_GIVEN DATA_:
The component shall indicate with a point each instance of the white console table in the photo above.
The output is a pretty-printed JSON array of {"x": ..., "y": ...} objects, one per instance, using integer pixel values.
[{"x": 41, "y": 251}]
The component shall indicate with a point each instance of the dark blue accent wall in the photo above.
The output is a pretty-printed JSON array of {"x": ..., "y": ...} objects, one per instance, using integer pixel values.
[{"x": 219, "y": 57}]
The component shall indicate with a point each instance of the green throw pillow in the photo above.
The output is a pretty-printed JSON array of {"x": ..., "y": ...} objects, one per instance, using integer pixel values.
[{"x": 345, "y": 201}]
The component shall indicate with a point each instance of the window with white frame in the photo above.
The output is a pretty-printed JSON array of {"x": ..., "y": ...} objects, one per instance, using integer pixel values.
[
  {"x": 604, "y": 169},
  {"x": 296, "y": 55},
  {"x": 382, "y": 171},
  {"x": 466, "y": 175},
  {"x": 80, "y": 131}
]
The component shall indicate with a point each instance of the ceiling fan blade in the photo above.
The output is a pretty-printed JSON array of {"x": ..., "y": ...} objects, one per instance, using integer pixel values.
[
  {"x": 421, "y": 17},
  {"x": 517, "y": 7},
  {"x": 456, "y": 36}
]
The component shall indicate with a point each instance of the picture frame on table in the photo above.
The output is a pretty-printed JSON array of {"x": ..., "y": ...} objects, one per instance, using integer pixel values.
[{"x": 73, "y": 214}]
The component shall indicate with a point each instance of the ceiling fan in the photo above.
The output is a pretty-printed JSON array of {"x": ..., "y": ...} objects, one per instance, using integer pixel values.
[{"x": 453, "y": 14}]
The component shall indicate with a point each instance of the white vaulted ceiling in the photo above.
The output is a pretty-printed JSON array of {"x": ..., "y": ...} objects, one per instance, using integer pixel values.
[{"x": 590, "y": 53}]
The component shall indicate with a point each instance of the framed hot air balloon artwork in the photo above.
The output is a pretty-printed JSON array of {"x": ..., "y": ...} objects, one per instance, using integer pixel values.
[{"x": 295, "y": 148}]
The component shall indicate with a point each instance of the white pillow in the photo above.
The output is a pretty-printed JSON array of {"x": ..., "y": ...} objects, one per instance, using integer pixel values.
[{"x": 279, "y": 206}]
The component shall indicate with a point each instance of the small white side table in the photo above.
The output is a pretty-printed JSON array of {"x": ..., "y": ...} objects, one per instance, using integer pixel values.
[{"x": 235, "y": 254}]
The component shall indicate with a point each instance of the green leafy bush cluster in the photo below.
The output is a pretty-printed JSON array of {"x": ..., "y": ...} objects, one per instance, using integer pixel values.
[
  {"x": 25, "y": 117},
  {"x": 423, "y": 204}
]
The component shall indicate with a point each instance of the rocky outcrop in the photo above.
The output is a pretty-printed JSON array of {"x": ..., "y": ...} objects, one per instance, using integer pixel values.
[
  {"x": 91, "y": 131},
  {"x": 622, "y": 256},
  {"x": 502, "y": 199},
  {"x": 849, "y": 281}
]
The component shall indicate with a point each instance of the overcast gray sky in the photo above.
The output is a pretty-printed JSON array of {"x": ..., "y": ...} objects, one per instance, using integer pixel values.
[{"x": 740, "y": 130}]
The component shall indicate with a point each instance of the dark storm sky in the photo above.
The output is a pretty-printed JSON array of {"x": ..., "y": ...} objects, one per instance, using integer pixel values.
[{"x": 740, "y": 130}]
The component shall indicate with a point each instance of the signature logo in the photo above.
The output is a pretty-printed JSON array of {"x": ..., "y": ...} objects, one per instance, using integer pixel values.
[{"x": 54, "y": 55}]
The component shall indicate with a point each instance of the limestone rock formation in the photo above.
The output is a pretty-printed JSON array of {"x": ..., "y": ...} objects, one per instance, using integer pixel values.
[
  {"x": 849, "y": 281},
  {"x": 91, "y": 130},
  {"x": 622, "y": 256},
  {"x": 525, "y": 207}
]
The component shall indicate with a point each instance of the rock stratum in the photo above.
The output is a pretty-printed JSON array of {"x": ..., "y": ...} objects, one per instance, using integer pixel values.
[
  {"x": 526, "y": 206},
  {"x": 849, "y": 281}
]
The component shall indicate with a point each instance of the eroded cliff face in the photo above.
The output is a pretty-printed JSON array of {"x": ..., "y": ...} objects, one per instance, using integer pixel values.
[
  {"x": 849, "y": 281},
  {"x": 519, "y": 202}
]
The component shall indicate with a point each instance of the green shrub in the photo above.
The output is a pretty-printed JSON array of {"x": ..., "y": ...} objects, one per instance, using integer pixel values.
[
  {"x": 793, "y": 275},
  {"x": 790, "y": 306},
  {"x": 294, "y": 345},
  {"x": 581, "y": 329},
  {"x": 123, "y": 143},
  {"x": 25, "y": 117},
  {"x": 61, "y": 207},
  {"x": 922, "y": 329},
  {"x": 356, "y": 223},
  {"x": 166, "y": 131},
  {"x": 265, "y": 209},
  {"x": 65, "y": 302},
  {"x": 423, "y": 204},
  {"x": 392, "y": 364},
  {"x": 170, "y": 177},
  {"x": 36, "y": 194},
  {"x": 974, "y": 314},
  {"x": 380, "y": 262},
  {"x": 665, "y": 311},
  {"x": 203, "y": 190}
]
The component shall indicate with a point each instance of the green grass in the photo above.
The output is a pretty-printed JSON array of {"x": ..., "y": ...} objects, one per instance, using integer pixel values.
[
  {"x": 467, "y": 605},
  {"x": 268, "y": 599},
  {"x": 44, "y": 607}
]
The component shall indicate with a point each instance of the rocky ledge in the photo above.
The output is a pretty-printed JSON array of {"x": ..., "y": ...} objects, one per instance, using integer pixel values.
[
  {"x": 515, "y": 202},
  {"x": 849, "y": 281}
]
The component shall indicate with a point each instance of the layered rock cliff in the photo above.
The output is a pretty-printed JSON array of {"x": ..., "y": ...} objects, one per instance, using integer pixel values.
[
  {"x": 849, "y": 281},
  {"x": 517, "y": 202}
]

_TASK TO CARRY OUT_:
The answer should be all the entries, restated with no word changed.

_WRITTEN SOLUTION_:
The component shall indicate with a point each instance of the white console table in the photo above.
The output is a pretty-printed JSON array of {"x": ..., "y": ...} objects, one per instance, using integer pixel values.
[{"x": 41, "y": 251}]
The component shall indicate with a point each instance of the dark blue accent wall in the photo above.
The output is a pretty-printed JSON array of {"x": ..., "y": ...} objects, one per instance, using integer pixel values.
[{"x": 219, "y": 57}]
The component shall indicate with a point each instance of the green throw pillow in the photo above.
The output is a pretty-printed JSON array of {"x": ..., "y": ...} objects, one per instance, using integer pixel values.
[{"x": 345, "y": 201}]
The component shall indicate with a point each instance of the window with white frame in the photo above.
The output is a pretty-printed JSON array of {"x": ..., "y": ...} objects, one per instance, using integer pixel values.
[
  {"x": 604, "y": 169},
  {"x": 296, "y": 55},
  {"x": 382, "y": 171},
  {"x": 466, "y": 175},
  {"x": 80, "y": 131}
]
The component shall indicate with a point each instance of the ceiling fan blade in the photo above.
The output is a pretty-printed JSON array of {"x": ..., "y": ...} objects, one per instance, using integer pixel values.
[
  {"x": 421, "y": 17},
  {"x": 517, "y": 7},
  {"x": 456, "y": 36}
]
The component shall indicate with a point each instance of the picture frame on table in the photo above.
The output is a pretty-printed JSON array of {"x": ..., "y": ...} objects, one per instance, using integer pixel values.
[{"x": 73, "y": 214}]
The component shall indicate with a point each instance of the ceiling fan in the photo above.
The output is a pretty-printed JSON array of {"x": ..., "y": ...} objects, one per instance, using integer pixel values.
[{"x": 453, "y": 14}]
The component shall indicate with a point each instance of the white vaulted ceiling in the photo above.
The output is a pretty-printed JSON array of {"x": ..., "y": ...} objects, one per instance, using integer pixel values.
[{"x": 590, "y": 53}]
The component shall indicate with a point each instance of the framed hot air balloon artwork in the photo above.
The output is a pretty-printed JSON array of {"x": ..., "y": ...} objects, one per instance, using integer pixel values.
[{"x": 295, "y": 148}]
The component shall indicate with a point each instance of the white pillow in the photo above.
The output is a pretty-printed JSON array of {"x": ..., "y": ...} objects, one per instance, using integer pixel values.
[{"x": 279, "y": 206}]
The component shall indicate with a point each instance of the small white side table in the photo above.
The output is a pretty-printed JSON array of {"x": ..., "y": ...} objects, one per instance, using integer pixel values.
[{"x": 235, "y": 254}]
The component shall indicate with a point each instance of the green leafy bush cluster in the photo below.
The output is a pretty-printed JSON array of {"x": ..., "y": ...} objects, one per instance, using integer pixel values.
[
  {"x": 25, "y": 117},
  {"x": 423, "y": 204}
]
The component shall indicate with a point each instance of the rocky outcrop in the photo above.
The output is a pretty-printed JSON array of {"x": ..., "y": ...} objects, one per instance, using integer pixel values.
[
  {"x": 91, "y": 131},
  {"x": 622, "y": 256},
  {"x": 502, "y": 199},
  {"x": 849, "y": 281}
]
The component shall indicate with a point each instance of the overcast gray sky in the photo above.
The output is a pretty-printed JSON array of {"x": ..., "y": ...} objects, one per instance, using integer pixel values.
[{"x": 740, "y": 130}]
The component shall indicate with a point each instance of the dark storm sky in the photo above.
The output is a pretty-printed JSON array of {"x": ..., "y": ...} objects, one per instance, using integer pixel values.
[{"x": 740, "y": 130}]
The component shall indicate with a point each instance of the signature logo in the photo above.
The output is a pretty-printed JSON array of {"x": ..., "y": ...} objects, one per instance, using integer pixel values.
[{"x": 54, "y": 55}]
The component shall indicate with a point each instance of the limestone rock formation in the photo above.
The output is a pretty-printed JSON array of {"x": ..., "y": ...} objects, one per instance, using integer pixel values.
[
  {"x": 849, "y": 281},
  {"x": 91, "y": 130},
  {"x": 622, "y": 256},
  {"x": 525, "y": 207}
]
The component shall indicate with a point each instance of the rock stratum in the photo above.
The output is a pretty-printed JSON array of {"x": ..., "y": ...} objects, one per instance, using integer pixel values.
[
  {"x": 526, "y": 206},
  {"x": 849, "y": 281}
]
The component shall indicate with a point each instance of the eroded cliff face in the photo above.
The output is a pretty-printed JSON array of {"x": ..., "y": ...} objects, one per instance, using integer pixel values.
[
  {"x": 849, "y": 281},
  {"x": 519, "y": 202}
]
The component shall indicate with a point each instance of the green shrub in the photo above.
The output is a pretty-printed JSON array of {"x": ..., "y": ...} objects, one per instance, using integer pixel values.
[
  {"x": 793, "y": 275},
  {"x": 790, "y": 306},
  {"x": 294, "y": 345},
  {"x": 581, "y": 329},
  {"x": 123, "y": 143},
  {"x": 25, "y": 117},
  {"x": 61, "y": 207},
  {"x": 922, "y": 329},
  {"x": 356, "y": 223},
  {"x": 166, "y": 131},
  {"x": 265, "y": 209},
  {"x": 65, "y": 302},
  {"x": 423, "y": 204},
  {"x": 392, "y": 364},
  {"x": 170, "y": 177},
  {"x": 36, "y": 194},
  {"x": 974, "y": 314},
  {"x": 380, "y": 262},
  {"x": 665, "y": 311},
  {"x": 203, "y": 190}
]
The component shall indicate with a point each instance of the green grass in the photo above.
The output is a pretty-printed JSON array of {"x": ..., "y": ...} objects, one per instance, using integer pixel values.
[
  {"x": 467, "y": 605},
  {"x": 268, "y": 599},
  {"x": 44, "y": 607}
]
The component shall indicate with a point each instance of the rocky ledge in the photo above.
The output is a pretty-printed JSON array of {"x": ..., "y": ...} objects, one per instance, using integer pixel values.
[
  {"x": 515, "y": 202},
  {"x": 849, "y": 281}
]
The component shall indicate with a point each instance of the layered rock cliff in the photo above.
The output is a pretty-printed JSON array of {"x": ..., "y": ...} objects, one per instance, using integer pixel values.
[
  {"x": 849, "y": 281},
  {"x": 517, "y": 202}
]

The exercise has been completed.